[Items in a dataset]
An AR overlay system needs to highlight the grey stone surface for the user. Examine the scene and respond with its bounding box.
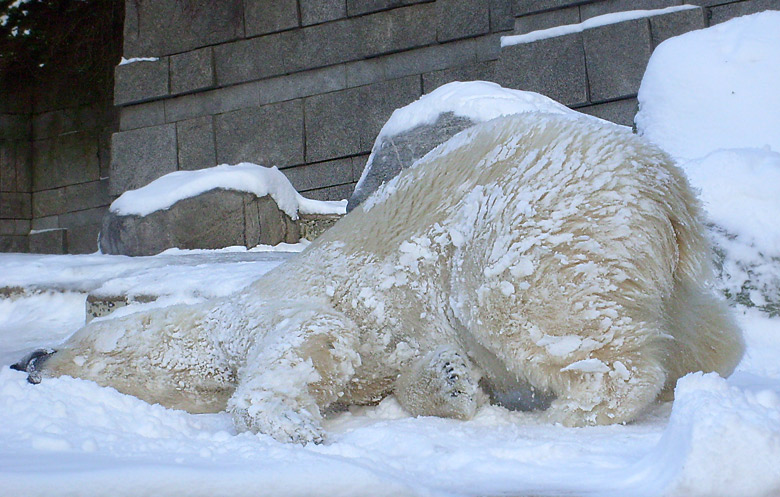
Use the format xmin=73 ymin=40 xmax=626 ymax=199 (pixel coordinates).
xmin=282 ymin=157 xmax=355 ymax=192
xmin=298 ymin=0 xmax=347 ymax=26
xmin=32 ymin=179 xmax=112 ymax=218
xmin=514 ymin=7 xmax=580 ymax=34
xmin=423 ymin=61 xmax=496 ymax=93
xmin=214 ymin=4 xmax=436 ymax=85
xmin=176 ymin=116 xmax=217 ymax=170
xmin=0 ymin=192 xmax=32 ymax=219
xmin=170 ymin=47 xmax=216 ymax=95
xmin=710 ymin=0 xmax=780 ymax=26
xmin=347 ymin=112 xmax=475 ymax=212
xmin=119 ymin=100 xmax=165 ymax=131
xmin=33 ymin=132 xmax=100 ymax=191
xmin=100 ymin=189 xmax=299 ymax=255
xmin=305 ymin=76 xmax=422 ymax=162
xmin=124 ymin=0 xmax=244 ymax=58
xmin=0 ymin=114 xmax=31 ymax=140
xmin=650 ymin=8 xmax=707 ymax=48
xmin=577 ymin=98 xmax=639 ymax=127
xmin=214 ymin=100 xmax=304 ymax=167
xmin=435 ymin=0 xmax=490 ymax=43
xmin=580 ymin=0 xmax=683 ymax=21
xmin=114 ymin=57 xmax=169 ymax=105
xmin=514 ymin=0 xmax=587 ymax=17
xmin=490 ymin=0 xmax=515 ymax=33
xmin=346 ymin=0 xmax=430 ymax=16
xmin=28 ymin=229 xmax=68 ymax=254
xmin=164 ymin=82 xmax=261 ymax=122
xmin=244 ymin=0 xmax=299 ymax=37
xmin=109 ymin=124 xmax=178 ymax=195
xmin=0 ymin=235 xmax=28 ymax=252
xmin=496 ymin=33 xmax=588 ymax=105
xmin=582 ymin=19 xmax=653 ymax=103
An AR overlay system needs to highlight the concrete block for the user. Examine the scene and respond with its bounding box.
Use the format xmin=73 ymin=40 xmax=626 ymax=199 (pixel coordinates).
xmin=514 ymin=7 xmax=580 ymax=34
xmin=214 ymin=100 xmax=304 ymax=167
xmin=0 ymin=192 xmax=32 ymax=219
xmin=165 ymin=82 xmax=260 ymax=123
xmin=257 ymin=64 xmax=347 ymax=105
xmin=114 ymin=57 xmax=169 ymax=105
xmin=0 ymin=219 xmax=31 ymax=235
xmin=423 ymin=61 xmax=496 ymax=93
xmin=28 ymin=229 xmax=68 ymax=254
xmin=299 ymin=0 xmax=347 ymax=26
xmin=32 ymin=179 xmax=112 ymax=218
xmin=650 ymin=8 xmax=707 ymax=49
xmin=582 ymin=19 xmax=653 ymax=103
xmin=347 ymin=0 xmax=430 ymax=16
xmin=305 ymin=76 xmax=422 ymax=162
xmin=244 ymin=0 xmax=299 ymax=37
xmin=123 ymin=0 xmax=244 ymax=58
xmin=0 ymin=114 xmax=32 ymax=140
xmin=119 ymin=100 xmax=165 ymax=131
xmin=580 ymin=0 xmax=683 ymax=21
xmin=282 ymin=157 xmax=353 ymax=192
xmin=435 ymin=0 xmax=490 ymax=43
xmin=109 ymin=124 xmax=178 ymax=195
xmin=490 ymin=0 xmax=515 ymax=33
xmin=577 ymin=98 xmax=639 ymax=127
xmin=496 ymin=33 xmax=588 ymax=105
xmin=176 ymin=116 xmax=217 ymax=170
xmin=32 ymin=131 xmax=100 ymax=191
xmin=0 ymin=235 xmax=27 ymax=253
xmin=170 ymin=47 xmax=216 ymax=95
xmin=710 ymin=0 xmax=780 ymax=26
xmin=514 ymin=0 xmax=587 ymax=17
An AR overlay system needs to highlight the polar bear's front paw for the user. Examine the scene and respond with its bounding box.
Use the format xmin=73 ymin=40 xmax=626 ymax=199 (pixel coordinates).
xmin=395 ymin=348 xmax=478 ymax=419
xmin=232 ymin=403 xmax=325 ymax=445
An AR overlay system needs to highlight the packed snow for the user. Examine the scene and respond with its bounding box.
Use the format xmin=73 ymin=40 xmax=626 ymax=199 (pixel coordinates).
xmin=501 ymin=5 xmax=698 ymax=47
xmin=0 ymin=13 xmax=780 ymax=497
xmin=111 ymin=162 xmax=347 ymax=219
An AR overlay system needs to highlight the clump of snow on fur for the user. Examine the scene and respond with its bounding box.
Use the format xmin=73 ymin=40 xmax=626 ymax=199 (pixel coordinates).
xmin=636 ymin=11 xmax=780 ymax=159
xmin=111 ymin=162 xmax=346 ymax=219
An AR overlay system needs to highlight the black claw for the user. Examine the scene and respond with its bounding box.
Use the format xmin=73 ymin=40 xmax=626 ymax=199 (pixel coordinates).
xmin=11 ymin=349 xmax=56 ymax=385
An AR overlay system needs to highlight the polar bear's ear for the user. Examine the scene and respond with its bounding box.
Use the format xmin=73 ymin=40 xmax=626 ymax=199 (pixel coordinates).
xmin=11 ymin=349 xmax=57 ymax=385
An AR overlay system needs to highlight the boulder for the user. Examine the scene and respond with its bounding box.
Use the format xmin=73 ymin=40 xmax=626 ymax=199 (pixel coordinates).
xmin=99 ymin=188 xmax=300 ymax=256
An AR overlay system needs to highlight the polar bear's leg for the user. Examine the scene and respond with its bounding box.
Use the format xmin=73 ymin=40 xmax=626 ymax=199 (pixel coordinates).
xmin=228 ymin=307 xmax=360 ymax=444
xmin=395 ymin=346 xmax=479 ymax=419
xmin=545 ymin=351 xmax=666 ymax=426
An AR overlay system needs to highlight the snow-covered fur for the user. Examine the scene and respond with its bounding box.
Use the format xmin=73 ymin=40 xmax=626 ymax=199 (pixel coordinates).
xmin=35 ymin=114 xmax=743 ymax=442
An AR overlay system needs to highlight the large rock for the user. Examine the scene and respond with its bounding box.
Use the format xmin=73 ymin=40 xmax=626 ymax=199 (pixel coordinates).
xmin=99 ymin=188 xmax=300 ymax=255
xmin=347 ymin=112 xmax=475 ymax=212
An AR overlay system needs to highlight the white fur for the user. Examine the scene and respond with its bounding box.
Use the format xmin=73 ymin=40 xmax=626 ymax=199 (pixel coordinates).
xmin=45 ymin=114 xmax=742 ymax=442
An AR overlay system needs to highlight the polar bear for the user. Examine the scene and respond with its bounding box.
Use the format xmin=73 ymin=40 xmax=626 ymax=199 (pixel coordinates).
xmin=13 ymin=113 xmax=743 ymax=443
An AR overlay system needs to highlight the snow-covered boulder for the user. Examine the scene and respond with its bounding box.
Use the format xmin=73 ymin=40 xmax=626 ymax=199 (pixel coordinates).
xmin=347 ymin=81 xmax=574 ymax=212
xmin=99 ymin=163 xmax=343 ymax=255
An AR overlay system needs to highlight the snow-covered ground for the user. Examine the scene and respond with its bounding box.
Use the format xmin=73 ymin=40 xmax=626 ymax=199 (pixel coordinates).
xmin=0 ymin=13 xmax=780 ymax=497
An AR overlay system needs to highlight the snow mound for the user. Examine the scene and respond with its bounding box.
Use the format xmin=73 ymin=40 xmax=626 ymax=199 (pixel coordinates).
xmin=111 ymin=162 xmax=346 ymax=219
xmin=656 ymin=373 xmax=780 ymax=497
xmin=636 ymin=11 xmax=780 ymax=159
xmin=377 ymin=81 xmax=576 ymax=142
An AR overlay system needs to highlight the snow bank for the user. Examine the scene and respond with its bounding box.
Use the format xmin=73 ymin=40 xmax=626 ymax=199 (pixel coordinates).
xmin=376 ymin=81 xmax=576 ymax=142
xmin=501 ymin=5 xmax=697 ymax=48
xmin=111 ymin=162 xmax=346 ymax=219
xmin=644 ymin=373 xmax=780 ymax=497
xmin=636 ymin=11 xmax=780 ymax=159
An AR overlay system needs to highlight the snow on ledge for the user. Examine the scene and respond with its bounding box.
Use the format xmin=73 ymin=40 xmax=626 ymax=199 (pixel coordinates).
xmin=501 ymin=5 xmax=699 ymax=48
xmin=111 ymin=162 xmax=347 ymax=219
xmin=118 ymin=57 xmax=160 ymax=66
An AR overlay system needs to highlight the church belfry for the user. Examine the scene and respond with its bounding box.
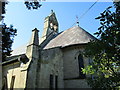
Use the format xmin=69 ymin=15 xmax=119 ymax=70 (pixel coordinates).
xmin=42 ymin=10 xmax=58 ymax=41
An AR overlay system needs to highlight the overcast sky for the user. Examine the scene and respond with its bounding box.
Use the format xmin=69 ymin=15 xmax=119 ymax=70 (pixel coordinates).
xmin=4 ymin=2 xmax=112 ymax=49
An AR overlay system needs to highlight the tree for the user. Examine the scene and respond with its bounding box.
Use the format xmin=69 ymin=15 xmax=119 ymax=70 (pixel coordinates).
xmin=2 ymin=24 xmax=17 ymax=61
xmin=83 ymin=1 xmax=120 ymax=90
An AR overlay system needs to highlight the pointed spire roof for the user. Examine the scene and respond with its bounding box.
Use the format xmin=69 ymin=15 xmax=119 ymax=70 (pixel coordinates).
xmin=28 ymin=28 xmax=39 ymax=45
xmin=44 ymin=26 xmax=96 ymax=49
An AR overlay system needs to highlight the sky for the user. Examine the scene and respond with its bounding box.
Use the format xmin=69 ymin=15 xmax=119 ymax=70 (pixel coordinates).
xmin=4 ymin=2 xmax=113 ymax=49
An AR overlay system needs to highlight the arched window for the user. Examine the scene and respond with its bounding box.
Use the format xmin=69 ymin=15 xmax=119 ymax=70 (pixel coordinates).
xmin=78 ymin=54 xmax=85 ymax=79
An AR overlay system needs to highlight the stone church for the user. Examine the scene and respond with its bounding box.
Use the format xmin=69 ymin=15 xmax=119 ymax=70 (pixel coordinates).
xmin=2 ymin=11 xmax=95 ymax=90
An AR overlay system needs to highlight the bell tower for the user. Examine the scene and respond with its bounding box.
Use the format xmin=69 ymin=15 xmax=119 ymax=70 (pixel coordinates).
xmin=42 ymin=10 xmax=58 ymax=41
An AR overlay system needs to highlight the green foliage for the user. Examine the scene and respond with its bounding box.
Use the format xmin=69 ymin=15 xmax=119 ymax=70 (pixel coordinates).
xmin=24 ymin=0 xmax=42 ymax=10
xmin=83 ymin=2 xmax=120 ymax=90
xmin=2 ymin=24 xmax=17 ymax=61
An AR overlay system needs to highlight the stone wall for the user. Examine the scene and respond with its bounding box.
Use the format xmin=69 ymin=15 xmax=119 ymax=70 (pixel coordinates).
xmin=62 ymin=45 xmax=89 ymax=88
xmin=3 ymin=62 xmax=27 ymax=90
xmin=38 ymin=48 xmax=64 ymax=88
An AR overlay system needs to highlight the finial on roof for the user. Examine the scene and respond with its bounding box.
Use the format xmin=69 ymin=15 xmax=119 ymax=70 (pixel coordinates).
xmin=76 ymin=16 xmax=79 ymax=26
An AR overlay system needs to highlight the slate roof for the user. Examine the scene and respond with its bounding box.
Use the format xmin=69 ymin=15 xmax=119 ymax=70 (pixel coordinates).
xmin=44 ymin=26 xmax=96 ymax=49
xmin=12 ymin=26 xmax=96 ymax=56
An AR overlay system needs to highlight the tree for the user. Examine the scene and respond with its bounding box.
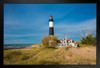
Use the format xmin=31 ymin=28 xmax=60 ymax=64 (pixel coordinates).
xmin=41 ymin=35 xmax=58 ymax=47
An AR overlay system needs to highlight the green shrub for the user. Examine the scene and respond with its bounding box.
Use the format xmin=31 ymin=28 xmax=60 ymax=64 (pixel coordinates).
xmin=41 ymin=35 xmax=58 ymax=47
xmin=81 ymin=34 xmax=96 ymax=46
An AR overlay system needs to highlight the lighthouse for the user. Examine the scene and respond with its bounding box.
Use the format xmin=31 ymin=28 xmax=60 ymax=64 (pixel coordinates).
xmin=49 ymin=16 xmax=54 ymax=35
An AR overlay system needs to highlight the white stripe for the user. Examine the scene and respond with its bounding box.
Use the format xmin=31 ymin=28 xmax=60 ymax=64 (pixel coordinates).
xmin=49 ymin=21 xmax=53 ymax=27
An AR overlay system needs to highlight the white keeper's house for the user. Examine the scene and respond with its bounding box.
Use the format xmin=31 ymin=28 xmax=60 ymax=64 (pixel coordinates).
xmin=57 ymin=37 xmax=77 ymax=48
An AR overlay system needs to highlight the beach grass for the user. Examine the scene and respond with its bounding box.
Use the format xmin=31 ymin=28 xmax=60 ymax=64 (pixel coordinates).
xmin=4 ymin=45 xmax=96 ymax=65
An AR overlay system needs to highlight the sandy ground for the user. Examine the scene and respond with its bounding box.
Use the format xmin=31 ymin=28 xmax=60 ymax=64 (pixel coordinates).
xmin=69 ymin=46 xmax=96 ymax=59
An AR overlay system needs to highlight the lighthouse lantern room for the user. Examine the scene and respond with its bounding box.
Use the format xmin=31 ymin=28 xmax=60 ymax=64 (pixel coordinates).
xmin=49 ymin=16 xmax=54 ymax=35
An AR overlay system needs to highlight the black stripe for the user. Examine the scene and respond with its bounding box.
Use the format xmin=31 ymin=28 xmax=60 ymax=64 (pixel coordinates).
xmin=49 ymin=27 xmax=54 ymax=35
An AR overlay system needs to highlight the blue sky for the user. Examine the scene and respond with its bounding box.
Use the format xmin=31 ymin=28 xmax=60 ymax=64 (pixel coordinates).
xmin=4 ymin=4 xmax=96 ymax=44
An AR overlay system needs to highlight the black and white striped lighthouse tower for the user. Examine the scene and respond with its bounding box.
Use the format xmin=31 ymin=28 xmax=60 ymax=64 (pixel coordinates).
xmin=49 ymin=16 xmax=54 ymax=35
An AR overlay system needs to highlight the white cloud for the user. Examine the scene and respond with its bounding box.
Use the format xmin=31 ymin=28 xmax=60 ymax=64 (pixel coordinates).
xmin=55 ymin=18 xmax=96 ymax=32
xmin=4 ymin=34 xmax=39 ymax=37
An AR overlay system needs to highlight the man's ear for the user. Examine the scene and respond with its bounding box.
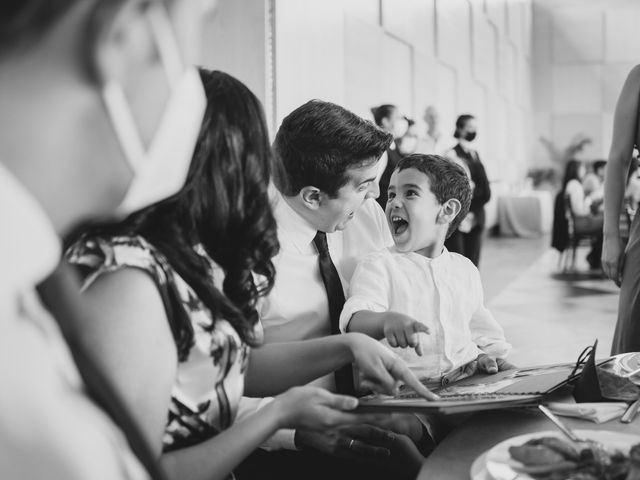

**THE TASK**
Reproduce the listing from the line containing "An AR overlay system needs to highlight the church" through the line containing "xmin=83 ymin=1 xmax=120 ymax=90", swapping "overcast sky" for "cloudy sky" and keeping everything else unchanged. Omit the pictures from your output.

**TASK OUTPUT**
An AR overlay system needs to highlight the church belfry for the user. Examine the scene and respond with its bounding box.
Use the format xmin=69 ymin=15 xmax=119 ymax=70 (pixel coordinates).
xmin=42 ymin=10 xmax=58 ymax=41
An AR overlay system needs to highlight the cloudy sky for the user. Examine the scene and respond with its bounding box.
Use the format xmin=69 ymin=15 xmax=119 ymax=70 (pixel coordinates).
xmin=4 ymin=2 xmax=112 ymax=49
An AR overlay system needs to highlight the tree for the user. Examine the scene and respond with its bounding box.
Use the format xmin=69 ymin=15 xmax=119 ymax=70 (pixel coordinates).
xmin=2 ymin=24 xmax=17 ymax=61
xmin=83 ymin=1 xmax=120 ymax=90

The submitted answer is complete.